# Estratto del testo
Colpo di stato in Myanmar, proseguono le manifestazioni (e le repressioni)

Oltre alla polizia, a contrastare le proteste c’è anche il Tatmadaw, il potente esercito birmano: 18 i morti di domenica 28 febbraio. Unanime la condanna a quanto sta accadendo nel Paese asiatico 

Colpo di stato in Myanmar, proseguono le manifestazioni (e le repressioni)

Le manifestazioni contro il colpo di stato in Myanmar proseguono nonostante tutto. Nonostante i 18 morti di domenica 28 febbraio. E nonostante la violenta repressione del nuovo potere, che si è già visto in azione con forze che sparano ad altezza uomo contro i civili. Oltre alla polizia, a contrastare le proteste c’è anche il Tatmadaw, il potente esercito birmano. E tra loro, è stata notata anche la presenza della 33a divisione di fanteria leggera, un gruppo impiegato quattro anni fa contro la minoranza Rohingya.

# Elenco compiti
1 – Indica soltanto quante righe dei record contengono la parola "shrub".
2 – Riprendi l'articolo sul colpo di stato in Myanmar, proseguendo dopo la sua ultima frase.
L'articolo sul colpo di stato in Myanmar e i record sono materiali separati.

# Record dell'esercizio
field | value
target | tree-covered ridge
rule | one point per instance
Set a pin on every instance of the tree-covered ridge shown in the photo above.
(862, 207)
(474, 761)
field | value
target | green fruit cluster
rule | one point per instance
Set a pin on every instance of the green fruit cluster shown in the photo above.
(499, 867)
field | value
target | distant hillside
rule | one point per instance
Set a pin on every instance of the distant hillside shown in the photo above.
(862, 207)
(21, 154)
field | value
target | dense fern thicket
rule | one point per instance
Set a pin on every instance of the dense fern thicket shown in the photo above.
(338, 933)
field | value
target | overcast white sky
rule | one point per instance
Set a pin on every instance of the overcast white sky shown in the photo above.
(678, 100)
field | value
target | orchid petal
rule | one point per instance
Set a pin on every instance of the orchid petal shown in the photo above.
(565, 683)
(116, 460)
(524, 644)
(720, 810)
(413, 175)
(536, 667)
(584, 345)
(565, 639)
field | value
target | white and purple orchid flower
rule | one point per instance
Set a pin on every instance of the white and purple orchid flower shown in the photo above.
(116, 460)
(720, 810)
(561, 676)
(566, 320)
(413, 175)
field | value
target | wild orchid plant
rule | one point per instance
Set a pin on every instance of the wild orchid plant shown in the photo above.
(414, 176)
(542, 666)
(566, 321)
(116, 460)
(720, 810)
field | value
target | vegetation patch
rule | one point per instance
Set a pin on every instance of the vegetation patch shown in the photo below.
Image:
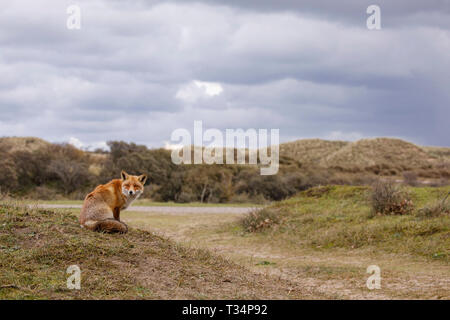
(343, 219)
(37, 247)
(436, 209)
(388, 198)
(262, 219)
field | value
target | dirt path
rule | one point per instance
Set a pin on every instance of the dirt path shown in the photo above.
(164, 209)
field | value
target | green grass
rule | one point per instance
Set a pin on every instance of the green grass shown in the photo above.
(339, 217)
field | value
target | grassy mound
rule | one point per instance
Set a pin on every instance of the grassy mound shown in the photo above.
(37, 247)
(340, 217)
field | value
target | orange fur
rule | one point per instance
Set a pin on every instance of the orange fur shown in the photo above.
(101, 208)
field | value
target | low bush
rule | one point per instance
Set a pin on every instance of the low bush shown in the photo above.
(261, 219)
(387, 198)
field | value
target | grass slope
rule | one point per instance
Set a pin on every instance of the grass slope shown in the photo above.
(340, 217)
(37, 246)
(384, 155)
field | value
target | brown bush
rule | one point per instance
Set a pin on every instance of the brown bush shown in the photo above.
(438, 208)
(388, 198)
(410, 178)
(261, 219)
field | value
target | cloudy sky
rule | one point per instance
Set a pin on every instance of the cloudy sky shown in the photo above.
(137, 70)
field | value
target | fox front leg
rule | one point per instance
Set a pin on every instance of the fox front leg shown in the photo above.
(117, 213)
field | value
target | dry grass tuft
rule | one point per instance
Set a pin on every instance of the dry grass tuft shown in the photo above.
(388, 198)
(262, 219)
(436, 209)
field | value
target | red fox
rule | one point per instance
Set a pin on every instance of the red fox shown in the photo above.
(101, 208)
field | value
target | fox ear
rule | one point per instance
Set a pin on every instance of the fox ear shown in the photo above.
(124, 175)
(142, 178)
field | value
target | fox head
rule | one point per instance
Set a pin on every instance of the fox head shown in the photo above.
(132, 186)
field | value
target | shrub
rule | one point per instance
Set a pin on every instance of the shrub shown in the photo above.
(261, 219)
(436, 209)
(388, 198)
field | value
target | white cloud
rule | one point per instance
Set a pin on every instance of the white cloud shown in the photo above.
(196, 90)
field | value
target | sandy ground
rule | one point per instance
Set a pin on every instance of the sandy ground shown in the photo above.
(164, 209)
(338, 274)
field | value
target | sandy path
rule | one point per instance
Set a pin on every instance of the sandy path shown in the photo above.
(161, 209)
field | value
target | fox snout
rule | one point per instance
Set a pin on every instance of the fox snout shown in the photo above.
(132, 186)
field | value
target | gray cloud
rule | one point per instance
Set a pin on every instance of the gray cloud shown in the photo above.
(312, 70)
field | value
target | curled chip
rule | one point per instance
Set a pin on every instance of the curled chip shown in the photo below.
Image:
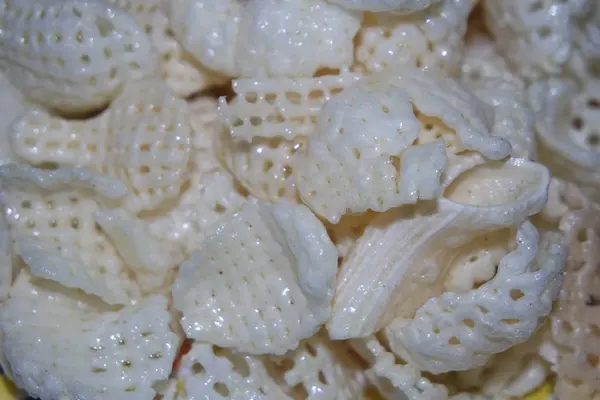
(568, 128)
(431, 39)
(143, 139)
(403, 257)
(72, 55)
(365, 154)
(459, 331)
(397, 6)
(261, 282)
(112, 354)
(260, 38)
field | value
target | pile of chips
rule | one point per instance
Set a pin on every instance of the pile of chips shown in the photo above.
(300, 199)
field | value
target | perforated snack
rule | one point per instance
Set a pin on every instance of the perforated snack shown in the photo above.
(459, 331)
(365, 156)
(265, 38)
(568, 128)
(267, 274)
(112, 354)
(432, 243)
(143, 139)
(431, 39)
(540, 38)
(72, 55)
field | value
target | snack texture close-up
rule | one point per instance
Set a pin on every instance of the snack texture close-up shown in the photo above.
(299, 199)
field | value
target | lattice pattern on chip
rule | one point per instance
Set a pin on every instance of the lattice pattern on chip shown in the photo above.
(143, 139)
(539, 37)
(362, 156)
(431, 39)
(279, 107)
(265, 38)
(397, 6)
(321, 368)
(51, 219)
(412, 249)
(574, 339)
(72, 55)
(12, 106)
(111, 354)
(261, 282)
(568, 128)
(459, 331)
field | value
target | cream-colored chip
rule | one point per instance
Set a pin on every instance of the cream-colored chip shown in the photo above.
(50, 215)
(12, 106)
(265, 38)
(431, 39)
(459, 331)
(143, 139)
(397, 6)
(72, 55)
(261, 282)
(404, 255)
(361, 157)
(279, 107)
(60, 344)
(568, 129)
(541, 37)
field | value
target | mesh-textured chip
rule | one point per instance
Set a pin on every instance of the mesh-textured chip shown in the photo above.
(210, 372)
(459, 331)
(397, 6)
(279, 107)
(261, 282)
(143, 139)
(568, 129)
(12, 106)
(361, 156)
(265, 38)
(404, 255)
(431, 39)
(540, 37)
(60, 345)
(51, 219)
(72, 55)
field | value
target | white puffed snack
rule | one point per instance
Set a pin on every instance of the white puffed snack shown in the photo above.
(363, 155)
(72, 55)
(51, 217)
(260, 38)
(111, 354)
(402, 258)
(261, 282)
(540, 38)
(459, 331)
(143, 139)
(568, 128)
(397, 6)
(431, 39)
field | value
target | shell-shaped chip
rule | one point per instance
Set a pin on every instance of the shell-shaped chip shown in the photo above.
(568, 130)
(363, 155)
(143, 139)
(540, 37)
(12, 106)
(431, 39)
(72, 55)
(404, 254)
(261, 282)
(51, 218)
(279, 107)
(111, 354)
(397, 6)
(265, 38)
(460, 331)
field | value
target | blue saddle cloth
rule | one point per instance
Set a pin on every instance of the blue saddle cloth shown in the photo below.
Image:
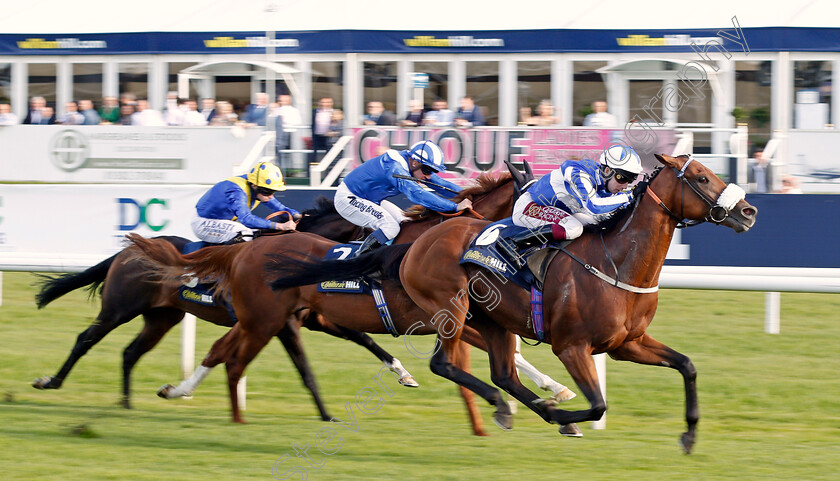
(354, 286)
(483, 251)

# Elenco risposte
1 – 2

2 –
La condanna a quanto sta accadendo nel Paese asiatico è unanime. Ravina Shamdasani, portavoce Onu, ha dichiarato: “Il popolo del Myanmar ha il diritto di riunirsi pacificamente e chiedere il ripristino della democrazia. L'uso della forza letale contro manifestanti non violenti non è mai giustificabile in base alle norme internazionali sui diritti umani”. E allo stesso modo si sono espresse le maggiori organizzazioni che si occupano di diritti umani. Amnesty International ha dichiarato di essere “scioccata per l'uso della forza letale da parte della polizia e dell'esercito del Myanmar”, chiedendo “l'immediata fine dell'impiego delle armi da fuoco contro i manifestanti pacifici che scendono in piazza da un mese in varie città del Paese”. Mentre il vicedirettore per l’Asia di Human Rights Watch, Phil Robertson, ha detto: “Le munizioni vere non dovrebbero essere usate per controllare o disperdere le proteste e la forza letale può essere utilizzata solo per proteggere la vita o prevenire lesioni gravi”.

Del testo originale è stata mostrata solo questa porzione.